### Task material
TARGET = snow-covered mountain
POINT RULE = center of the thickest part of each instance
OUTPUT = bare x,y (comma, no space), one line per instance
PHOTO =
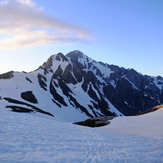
74,87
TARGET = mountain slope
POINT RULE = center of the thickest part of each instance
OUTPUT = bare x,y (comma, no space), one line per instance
29,138
75,87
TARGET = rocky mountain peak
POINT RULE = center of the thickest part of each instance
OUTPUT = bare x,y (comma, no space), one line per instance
74,55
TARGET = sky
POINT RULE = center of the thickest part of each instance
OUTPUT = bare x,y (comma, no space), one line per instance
127,33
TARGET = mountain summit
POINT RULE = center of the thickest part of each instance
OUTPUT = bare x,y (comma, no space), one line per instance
74,87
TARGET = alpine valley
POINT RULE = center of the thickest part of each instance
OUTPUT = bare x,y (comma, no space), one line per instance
75,87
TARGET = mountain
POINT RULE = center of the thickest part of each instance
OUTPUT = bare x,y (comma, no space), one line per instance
74,87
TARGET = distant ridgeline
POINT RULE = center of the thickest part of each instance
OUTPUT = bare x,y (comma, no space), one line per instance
75,87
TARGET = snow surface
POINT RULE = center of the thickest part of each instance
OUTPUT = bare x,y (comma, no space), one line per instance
30,138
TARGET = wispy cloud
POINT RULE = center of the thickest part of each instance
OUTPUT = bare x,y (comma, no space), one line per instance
23,24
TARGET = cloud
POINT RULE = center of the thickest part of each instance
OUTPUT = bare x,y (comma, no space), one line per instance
23,24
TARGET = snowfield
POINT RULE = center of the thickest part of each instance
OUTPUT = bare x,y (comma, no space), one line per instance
39,138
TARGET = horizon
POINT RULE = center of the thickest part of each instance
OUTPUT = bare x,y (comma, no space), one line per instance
65,55
127,34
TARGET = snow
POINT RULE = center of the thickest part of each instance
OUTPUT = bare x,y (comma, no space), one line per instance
145,125
30,138
158,85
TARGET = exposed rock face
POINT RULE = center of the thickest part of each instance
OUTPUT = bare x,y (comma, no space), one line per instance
93,88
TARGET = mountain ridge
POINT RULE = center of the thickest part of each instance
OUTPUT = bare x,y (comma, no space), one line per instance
79,85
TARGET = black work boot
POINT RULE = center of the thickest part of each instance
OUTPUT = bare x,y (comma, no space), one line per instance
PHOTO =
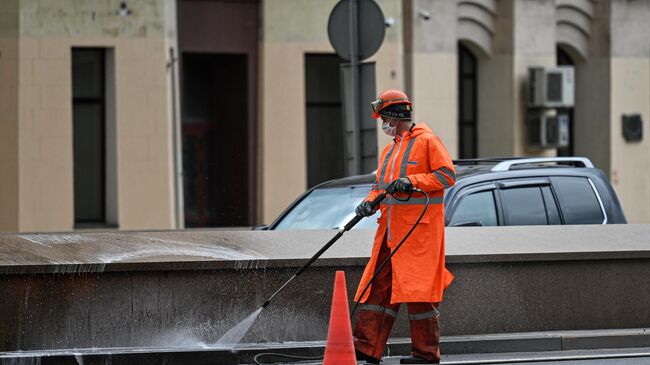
417,360
368,359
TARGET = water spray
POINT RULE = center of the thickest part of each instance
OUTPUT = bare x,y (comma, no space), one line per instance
346,228
234,335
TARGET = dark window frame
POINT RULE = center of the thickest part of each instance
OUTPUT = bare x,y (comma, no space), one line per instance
466,55
472,189
563,58
593,189
101,100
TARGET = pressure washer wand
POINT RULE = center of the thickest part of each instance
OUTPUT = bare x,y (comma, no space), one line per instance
346,228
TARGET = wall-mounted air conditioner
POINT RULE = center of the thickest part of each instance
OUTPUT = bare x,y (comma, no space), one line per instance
546,129
551,87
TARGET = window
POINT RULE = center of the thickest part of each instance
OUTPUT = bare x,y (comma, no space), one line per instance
328,208
475,209
325,129
523,206
467,89
564,59
89,140
552,211
578,201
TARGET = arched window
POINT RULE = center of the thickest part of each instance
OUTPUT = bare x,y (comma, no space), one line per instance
467,89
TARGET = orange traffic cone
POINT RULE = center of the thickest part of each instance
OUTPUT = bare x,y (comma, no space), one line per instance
340,348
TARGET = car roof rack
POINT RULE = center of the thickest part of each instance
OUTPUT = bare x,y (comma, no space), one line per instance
477,161
575,161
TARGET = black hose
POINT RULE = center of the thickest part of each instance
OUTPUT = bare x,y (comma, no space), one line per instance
305,358
426,205
290,358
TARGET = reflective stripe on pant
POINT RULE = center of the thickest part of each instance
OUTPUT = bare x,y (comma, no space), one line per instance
375,318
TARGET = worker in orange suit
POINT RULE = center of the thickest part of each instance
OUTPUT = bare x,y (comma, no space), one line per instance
416,274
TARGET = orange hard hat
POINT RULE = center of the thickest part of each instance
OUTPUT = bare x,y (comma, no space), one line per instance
388,98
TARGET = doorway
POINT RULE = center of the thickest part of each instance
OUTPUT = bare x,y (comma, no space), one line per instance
325,127
215,139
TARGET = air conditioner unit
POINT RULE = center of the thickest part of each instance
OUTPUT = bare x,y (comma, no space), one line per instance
551,87
548,130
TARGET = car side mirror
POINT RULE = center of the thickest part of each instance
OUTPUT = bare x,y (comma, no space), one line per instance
468,224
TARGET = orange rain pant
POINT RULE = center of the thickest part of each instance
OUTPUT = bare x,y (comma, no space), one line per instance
376,316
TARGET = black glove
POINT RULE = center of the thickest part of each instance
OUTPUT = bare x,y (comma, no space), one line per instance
365,209
401,185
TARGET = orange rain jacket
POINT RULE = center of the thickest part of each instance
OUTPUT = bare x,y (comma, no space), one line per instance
418,268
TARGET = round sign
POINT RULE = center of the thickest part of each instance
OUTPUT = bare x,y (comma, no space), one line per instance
371,28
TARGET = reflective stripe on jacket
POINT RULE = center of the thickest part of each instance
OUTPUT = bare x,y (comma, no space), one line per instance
418,268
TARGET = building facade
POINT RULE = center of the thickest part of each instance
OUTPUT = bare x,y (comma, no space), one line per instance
164,114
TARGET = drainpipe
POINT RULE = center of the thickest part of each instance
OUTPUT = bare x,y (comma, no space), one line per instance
176,144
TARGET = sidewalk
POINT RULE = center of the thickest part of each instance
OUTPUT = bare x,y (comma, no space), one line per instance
482,345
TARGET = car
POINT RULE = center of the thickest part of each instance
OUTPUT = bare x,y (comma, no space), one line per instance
488,192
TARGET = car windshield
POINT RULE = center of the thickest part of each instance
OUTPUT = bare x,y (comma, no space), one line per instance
328,208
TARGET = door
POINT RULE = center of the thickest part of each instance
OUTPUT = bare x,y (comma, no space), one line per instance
215,143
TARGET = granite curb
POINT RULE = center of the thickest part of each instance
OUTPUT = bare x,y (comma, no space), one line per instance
450,345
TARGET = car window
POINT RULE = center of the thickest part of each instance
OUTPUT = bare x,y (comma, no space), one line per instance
577,200
523,206
328,208
477,207
552,211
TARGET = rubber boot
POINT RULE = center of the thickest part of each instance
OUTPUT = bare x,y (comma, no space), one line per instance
424,320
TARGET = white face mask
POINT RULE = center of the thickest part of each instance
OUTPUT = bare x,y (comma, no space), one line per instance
391,131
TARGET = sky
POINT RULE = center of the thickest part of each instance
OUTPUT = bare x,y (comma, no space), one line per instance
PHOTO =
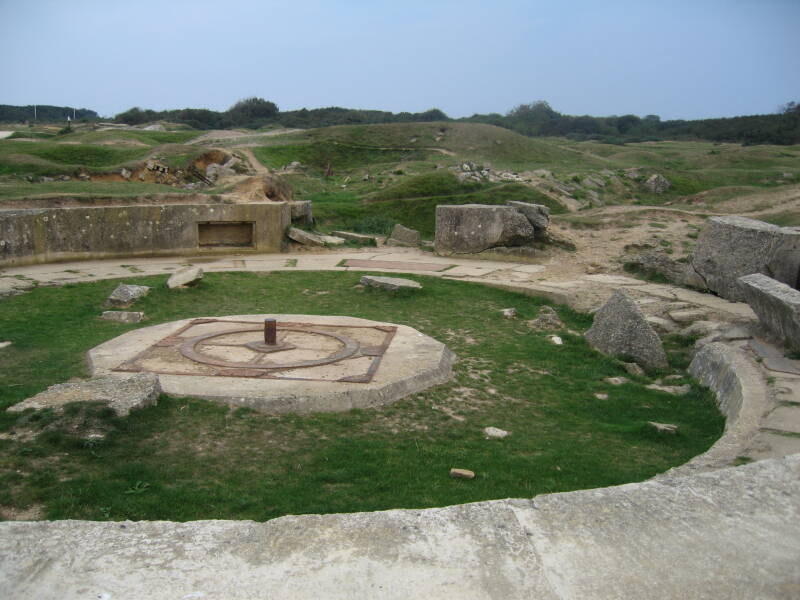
680,59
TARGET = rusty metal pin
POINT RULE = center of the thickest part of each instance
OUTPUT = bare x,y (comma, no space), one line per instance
270,332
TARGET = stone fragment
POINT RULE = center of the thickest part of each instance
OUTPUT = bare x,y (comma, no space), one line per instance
621,330
472,228
121,395
403,236
731,247
125,295
548,319
633,369
657,184
370,240
332,240
776,305
122,316
538,215
675,390
685,317
390,283
304,237
185,277
494,433
663,427
462,474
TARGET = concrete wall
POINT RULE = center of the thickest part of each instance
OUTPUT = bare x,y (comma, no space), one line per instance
53,234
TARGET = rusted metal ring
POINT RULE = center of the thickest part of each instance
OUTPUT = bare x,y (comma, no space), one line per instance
188,350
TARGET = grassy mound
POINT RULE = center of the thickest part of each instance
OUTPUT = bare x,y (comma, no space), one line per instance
189,459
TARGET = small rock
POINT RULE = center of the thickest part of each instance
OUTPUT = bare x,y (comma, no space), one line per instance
187,276
663,427
462,474
548,319
126,294
390,283
675,390
122,316
494,433
633,369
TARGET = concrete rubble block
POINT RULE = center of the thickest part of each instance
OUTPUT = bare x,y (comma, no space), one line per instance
305,237
125,295
403,236
185,277
777,306
122,316
620,329
731,247
472,228
390,283
121,395
538,215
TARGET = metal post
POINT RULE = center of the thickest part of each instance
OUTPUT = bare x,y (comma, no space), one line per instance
270,332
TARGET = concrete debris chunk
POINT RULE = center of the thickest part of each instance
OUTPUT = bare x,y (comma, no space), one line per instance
304,237
122,316
462,474
776,305
125,294
390,283
663,427
121,395
494,433
620,329
403,236
185,277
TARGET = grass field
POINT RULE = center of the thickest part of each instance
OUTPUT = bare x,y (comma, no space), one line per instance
190,459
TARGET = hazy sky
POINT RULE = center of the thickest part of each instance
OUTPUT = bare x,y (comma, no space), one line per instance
675,58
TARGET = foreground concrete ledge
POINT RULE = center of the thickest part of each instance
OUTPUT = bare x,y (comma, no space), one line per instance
412,362
742,397
733,533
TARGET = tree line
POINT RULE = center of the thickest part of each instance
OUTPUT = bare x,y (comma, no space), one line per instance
534,119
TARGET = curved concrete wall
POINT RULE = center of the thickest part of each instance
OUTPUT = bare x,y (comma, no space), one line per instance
56,234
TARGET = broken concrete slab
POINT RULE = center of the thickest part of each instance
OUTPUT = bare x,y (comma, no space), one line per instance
121,394
777,306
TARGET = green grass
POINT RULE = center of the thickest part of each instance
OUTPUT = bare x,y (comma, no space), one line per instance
190,459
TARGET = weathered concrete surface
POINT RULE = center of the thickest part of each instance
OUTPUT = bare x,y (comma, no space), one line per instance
776,304
741,395
731,247
54,234
122,394
411,363
471,228
733,533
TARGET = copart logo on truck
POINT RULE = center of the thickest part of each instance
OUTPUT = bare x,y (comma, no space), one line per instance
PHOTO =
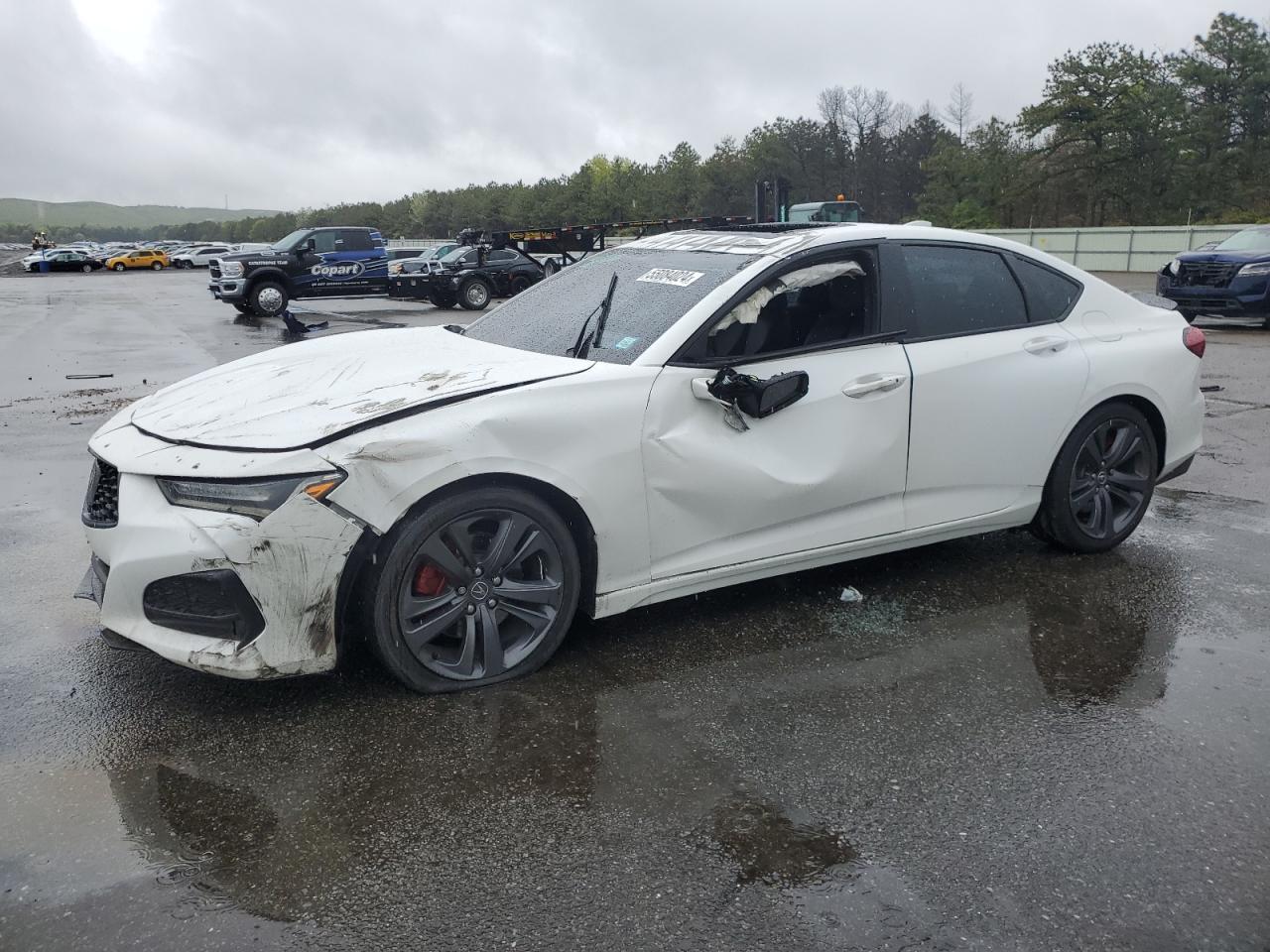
336,271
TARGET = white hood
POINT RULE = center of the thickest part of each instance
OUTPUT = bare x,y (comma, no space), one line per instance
312,391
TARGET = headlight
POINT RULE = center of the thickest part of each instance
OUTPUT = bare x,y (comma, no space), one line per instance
254,498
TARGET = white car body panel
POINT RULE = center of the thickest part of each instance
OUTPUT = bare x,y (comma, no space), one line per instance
267,402
826,468
676,499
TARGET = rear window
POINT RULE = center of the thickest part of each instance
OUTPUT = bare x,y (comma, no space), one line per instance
1049,295
656,287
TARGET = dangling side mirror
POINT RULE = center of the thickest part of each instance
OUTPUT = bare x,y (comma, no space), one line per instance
758,398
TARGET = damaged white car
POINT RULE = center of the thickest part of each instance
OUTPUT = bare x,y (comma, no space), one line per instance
686,412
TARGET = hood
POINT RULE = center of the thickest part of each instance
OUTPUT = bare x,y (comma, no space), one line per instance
313,391
1227,257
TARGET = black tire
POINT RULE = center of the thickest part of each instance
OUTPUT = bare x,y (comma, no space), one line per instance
443,299
474,295
454,616
1101,483
268,298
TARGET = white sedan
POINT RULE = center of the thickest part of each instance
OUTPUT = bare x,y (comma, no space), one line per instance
686,412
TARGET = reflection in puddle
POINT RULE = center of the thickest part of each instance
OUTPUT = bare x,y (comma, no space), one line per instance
772,849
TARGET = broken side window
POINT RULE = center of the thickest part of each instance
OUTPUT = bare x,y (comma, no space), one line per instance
815,306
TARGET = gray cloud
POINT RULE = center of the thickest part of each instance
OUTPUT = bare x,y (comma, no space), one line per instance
287,104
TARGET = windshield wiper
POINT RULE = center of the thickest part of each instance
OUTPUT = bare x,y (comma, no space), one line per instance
583,344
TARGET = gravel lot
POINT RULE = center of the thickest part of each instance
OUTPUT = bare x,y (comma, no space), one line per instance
1001,747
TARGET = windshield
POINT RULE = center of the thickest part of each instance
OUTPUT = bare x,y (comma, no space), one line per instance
656,287
1247,240
290,240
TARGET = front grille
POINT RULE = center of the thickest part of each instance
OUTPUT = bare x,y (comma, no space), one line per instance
102,503
1211,275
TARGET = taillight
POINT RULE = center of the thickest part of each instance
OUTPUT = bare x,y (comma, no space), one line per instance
1193,339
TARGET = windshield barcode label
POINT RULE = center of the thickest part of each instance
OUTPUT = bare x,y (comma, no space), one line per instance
670,276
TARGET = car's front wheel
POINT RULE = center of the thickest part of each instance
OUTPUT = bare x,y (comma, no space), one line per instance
476,589
1101,481
268,298
474,295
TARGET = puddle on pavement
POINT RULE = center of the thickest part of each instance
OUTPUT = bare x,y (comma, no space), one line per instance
772,849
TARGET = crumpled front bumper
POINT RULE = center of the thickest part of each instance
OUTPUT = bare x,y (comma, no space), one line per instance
290,565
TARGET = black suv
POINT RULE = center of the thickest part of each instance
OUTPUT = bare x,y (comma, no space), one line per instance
340,262
470,276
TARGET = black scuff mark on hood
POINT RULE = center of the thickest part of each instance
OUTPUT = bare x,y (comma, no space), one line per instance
357,426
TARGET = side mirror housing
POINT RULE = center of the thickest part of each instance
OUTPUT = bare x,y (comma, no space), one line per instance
758,398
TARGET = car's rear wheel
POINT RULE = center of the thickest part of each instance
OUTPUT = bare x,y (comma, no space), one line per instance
1101,483
476,589
268,298
474,295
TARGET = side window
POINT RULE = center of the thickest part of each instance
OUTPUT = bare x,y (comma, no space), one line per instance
1049,294
815,306
960,291
324,241
356,240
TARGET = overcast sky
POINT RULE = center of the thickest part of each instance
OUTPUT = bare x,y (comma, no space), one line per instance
290,104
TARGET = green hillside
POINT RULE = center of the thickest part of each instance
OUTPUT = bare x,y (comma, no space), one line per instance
27,211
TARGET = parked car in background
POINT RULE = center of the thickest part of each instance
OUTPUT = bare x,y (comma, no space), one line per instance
420,263
468,276
73,262
683,413
1232,278
198,257
141,258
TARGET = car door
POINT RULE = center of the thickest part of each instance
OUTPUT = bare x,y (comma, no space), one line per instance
826,470
994,389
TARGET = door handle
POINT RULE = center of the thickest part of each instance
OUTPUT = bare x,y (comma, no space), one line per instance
874,384
1044,345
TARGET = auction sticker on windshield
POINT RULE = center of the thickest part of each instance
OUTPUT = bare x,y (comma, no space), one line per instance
670,276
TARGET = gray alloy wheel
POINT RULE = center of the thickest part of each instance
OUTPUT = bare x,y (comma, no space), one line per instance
1101,483
474,295
477,589
268,298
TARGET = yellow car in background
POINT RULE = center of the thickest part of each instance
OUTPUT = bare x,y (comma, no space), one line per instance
145,258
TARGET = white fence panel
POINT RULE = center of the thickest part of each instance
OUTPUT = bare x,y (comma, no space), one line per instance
1120,249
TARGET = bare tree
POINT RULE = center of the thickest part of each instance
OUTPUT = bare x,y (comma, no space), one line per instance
832,103
960,111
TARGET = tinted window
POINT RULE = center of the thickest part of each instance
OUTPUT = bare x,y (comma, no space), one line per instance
817,306
324,241
959,291
1049,295
656,287
357,240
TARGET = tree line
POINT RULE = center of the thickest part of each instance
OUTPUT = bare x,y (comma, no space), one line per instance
1120,136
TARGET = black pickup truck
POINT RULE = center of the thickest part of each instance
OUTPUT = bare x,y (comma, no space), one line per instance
339,262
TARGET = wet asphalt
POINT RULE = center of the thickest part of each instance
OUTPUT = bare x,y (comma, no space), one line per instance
1000,748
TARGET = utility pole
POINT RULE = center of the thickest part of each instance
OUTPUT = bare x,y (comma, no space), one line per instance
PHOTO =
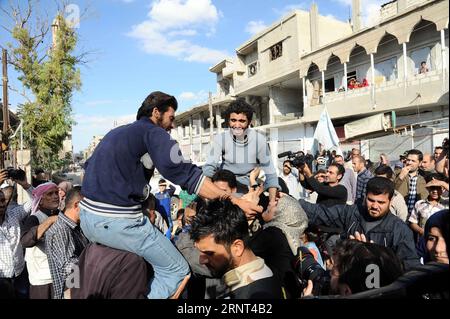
######
# What to produce
List every line of the items that contains the string "black", copying each line in full.

# Exercise solution
TARGET = black work boot
TARGET = black hose
TARGET = black glove
TARGET = black tire
TARGET = black suv
TARGET = black scuff mark on hood
TARGET = black pickup truck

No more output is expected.